*À FAIRE*:
- A) D'après l'extrait du document, combien de temps a duré la discussion avec le marchand ?
- B) Recopiez à l'identique le passage de l'extrait du document qui commence à « Mon père s’est dirigé » et se termine à « acheter un sac. ».

Mon père s’est dirigé vers ce grand homme noir, longiligne et émacié, auquel je n’aurai su donner d’âge, portant un genre de kufi sur la tête et vêtu d’un pagne baoulé aux couleurs flamboyantes. Après une accolade chaleureuse, mon père s’est assis. Nous l’avons rejoint timidement, mon frère, ma sœur et moi, tentant de nous cacher derrière lui, alors même qu’il ne m’avait jamais apparu si petit. Ce marchand exposait de la maroquinerie et il était question de lui acheter un sac.
C’est à cette occasion que j’ai compris réellement tout le sens du mot « palabrer »… La discussion a duré près d’une heure, j’en avais des fourmis dans les jambes. J’avais refusé de suivre ma mère avec mon frère et ma sœur pour continuer notre visite car la négociation concernait l’achat d’un sac qui m’était destiné. À un moment, mon père s’est levé, avec un air déçu et a fait mine de partir, les mains vides… Imaginez ma déception car j’étais tombé « amoureuse » de ce sac aux bandes de cuir tressées du bordeaux aux marrons ocres nuancés, et je pensais naïvement que ma patience serait récompensée… Comme je trainais un peu des pieds pour m’éloigner de ma place, mon père m’a chuchoté à l’oreille « Suis-moi ma chérie, tu vas voir, il va nous rattraper très vite… », avec un petit clin d’œil complice
Effectivement, à peine plus engagés dans l’allée, ce commerçant dont j’ai oublié le nom, a interpellé mon père :
« Eh patron, ne t’en va pas si vite, on n’a pas encore fini de discuter… »
Le jeu de la négociation m’amusait mais me semblait interminable… Tout ça pour un sac, un tout petit sac… J’ai repris ma place, toujours caché dans le dos de mon père, souriante jusqu’au moment où cette négociation terminée, le sac en mains, la discussion a changé de sujet :
« Patron, je te donne trois noix de cola et cinq chèvres en échange de ta fille… »

*DONNÉES EXTRAITES*:
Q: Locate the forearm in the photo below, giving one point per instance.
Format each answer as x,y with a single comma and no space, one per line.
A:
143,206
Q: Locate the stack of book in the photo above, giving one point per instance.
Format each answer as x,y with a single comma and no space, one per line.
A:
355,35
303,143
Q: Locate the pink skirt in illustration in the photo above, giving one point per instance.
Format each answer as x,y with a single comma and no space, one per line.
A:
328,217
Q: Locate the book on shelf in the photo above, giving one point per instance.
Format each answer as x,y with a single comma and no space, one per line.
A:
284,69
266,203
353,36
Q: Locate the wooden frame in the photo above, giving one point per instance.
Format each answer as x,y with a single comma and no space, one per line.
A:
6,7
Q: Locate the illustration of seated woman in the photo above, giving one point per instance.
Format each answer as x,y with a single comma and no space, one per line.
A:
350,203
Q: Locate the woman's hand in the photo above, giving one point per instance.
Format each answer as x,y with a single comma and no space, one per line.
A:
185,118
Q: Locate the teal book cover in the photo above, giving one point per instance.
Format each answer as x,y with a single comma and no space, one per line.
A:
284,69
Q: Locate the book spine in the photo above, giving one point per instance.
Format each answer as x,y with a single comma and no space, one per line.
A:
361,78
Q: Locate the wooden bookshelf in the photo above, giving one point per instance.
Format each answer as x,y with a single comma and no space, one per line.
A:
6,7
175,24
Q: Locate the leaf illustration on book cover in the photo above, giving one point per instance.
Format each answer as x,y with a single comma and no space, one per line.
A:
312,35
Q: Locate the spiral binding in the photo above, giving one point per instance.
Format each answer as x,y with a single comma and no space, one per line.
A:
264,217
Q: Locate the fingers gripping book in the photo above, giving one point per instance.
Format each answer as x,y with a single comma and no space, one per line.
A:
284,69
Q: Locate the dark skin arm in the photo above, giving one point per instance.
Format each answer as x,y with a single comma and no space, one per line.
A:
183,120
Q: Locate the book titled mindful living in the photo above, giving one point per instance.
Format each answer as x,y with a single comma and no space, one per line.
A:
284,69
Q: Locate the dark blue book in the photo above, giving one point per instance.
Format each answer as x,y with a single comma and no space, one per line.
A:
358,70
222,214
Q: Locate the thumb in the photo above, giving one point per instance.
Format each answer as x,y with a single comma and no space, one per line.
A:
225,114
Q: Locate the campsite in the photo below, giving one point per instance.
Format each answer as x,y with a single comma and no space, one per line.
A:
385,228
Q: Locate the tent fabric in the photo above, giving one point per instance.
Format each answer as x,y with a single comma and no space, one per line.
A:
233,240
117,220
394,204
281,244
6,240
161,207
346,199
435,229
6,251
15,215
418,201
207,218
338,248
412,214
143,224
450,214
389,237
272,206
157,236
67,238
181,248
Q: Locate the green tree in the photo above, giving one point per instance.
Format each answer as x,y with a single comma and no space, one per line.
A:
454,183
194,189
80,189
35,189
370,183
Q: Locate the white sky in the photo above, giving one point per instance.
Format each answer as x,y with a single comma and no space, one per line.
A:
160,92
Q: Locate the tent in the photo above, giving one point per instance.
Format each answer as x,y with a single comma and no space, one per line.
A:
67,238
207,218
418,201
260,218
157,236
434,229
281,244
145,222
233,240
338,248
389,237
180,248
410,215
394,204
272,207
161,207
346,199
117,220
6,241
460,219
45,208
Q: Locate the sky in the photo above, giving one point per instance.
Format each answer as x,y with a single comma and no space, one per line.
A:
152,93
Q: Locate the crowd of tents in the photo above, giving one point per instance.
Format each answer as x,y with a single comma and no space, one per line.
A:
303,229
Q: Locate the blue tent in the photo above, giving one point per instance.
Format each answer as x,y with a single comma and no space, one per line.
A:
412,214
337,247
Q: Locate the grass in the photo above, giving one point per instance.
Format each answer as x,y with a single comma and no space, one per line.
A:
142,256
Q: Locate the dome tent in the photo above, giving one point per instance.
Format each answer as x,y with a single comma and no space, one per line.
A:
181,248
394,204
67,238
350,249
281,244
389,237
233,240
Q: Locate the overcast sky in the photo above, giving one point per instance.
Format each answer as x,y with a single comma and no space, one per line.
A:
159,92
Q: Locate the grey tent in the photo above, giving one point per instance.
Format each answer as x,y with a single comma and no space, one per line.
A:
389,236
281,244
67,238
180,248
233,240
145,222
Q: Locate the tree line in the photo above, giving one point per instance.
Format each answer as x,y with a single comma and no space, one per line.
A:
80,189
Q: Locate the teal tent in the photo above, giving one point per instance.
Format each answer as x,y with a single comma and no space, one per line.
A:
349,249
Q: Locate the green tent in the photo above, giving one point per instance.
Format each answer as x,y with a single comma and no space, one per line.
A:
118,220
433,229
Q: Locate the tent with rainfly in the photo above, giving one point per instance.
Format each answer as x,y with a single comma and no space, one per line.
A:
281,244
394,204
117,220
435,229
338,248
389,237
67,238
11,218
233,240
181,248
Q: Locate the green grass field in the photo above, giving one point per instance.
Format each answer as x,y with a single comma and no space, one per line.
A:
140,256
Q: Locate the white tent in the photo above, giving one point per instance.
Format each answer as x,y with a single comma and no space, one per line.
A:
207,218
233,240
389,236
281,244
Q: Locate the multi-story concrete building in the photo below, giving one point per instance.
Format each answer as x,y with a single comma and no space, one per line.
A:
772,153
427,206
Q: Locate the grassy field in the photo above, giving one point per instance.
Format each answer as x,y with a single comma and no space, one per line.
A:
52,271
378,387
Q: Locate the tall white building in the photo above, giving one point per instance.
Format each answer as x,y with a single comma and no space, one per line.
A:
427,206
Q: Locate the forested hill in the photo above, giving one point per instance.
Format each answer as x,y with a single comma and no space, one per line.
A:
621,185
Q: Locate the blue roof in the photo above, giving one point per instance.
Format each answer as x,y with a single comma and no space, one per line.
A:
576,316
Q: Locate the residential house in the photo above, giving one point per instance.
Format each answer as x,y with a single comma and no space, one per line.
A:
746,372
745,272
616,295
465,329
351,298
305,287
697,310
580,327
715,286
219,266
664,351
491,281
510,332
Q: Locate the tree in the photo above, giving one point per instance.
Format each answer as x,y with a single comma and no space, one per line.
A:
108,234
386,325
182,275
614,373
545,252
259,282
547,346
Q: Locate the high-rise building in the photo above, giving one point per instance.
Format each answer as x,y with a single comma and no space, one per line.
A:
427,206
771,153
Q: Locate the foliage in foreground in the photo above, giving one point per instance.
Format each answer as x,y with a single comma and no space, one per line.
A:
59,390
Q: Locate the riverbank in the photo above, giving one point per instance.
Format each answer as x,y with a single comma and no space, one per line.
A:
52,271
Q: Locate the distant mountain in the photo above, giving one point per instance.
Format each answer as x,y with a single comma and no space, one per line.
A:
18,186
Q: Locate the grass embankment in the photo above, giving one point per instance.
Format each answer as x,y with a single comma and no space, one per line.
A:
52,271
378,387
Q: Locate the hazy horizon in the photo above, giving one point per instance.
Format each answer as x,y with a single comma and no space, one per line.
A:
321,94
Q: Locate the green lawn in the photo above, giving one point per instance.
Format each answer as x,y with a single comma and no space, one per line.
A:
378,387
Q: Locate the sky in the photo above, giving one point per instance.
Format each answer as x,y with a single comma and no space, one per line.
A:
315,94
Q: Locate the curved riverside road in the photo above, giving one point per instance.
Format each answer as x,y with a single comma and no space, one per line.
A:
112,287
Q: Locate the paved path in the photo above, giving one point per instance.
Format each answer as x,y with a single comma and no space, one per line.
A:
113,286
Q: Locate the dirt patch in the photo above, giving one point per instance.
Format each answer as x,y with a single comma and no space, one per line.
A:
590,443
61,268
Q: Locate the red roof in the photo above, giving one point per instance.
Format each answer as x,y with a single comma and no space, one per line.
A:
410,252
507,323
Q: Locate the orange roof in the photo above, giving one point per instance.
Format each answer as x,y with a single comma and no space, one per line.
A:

*SOLUTIONS COMPLÈTES*:
- A) Près d'une heure.

- B)
Mon père s’est dirigé vers ce grand homme noir, longiligne et émacié, auquel je n’aurai su donner d’âge, portant un genre de kufi sur la tête et vêtu d’un pagne baoulé aux couleurs flamboyantes. Après une accolade chaleureuse, mon père s’est assis. Nous l’avons rejoint timidement, mon frère, ma sœur et moi, tentant de nous cacher derrière lui, alors même qu’il ne m’avait jamais apparu si petit. Ce marchand exposait de la maroquinerie et il était question de lui acheter un sac.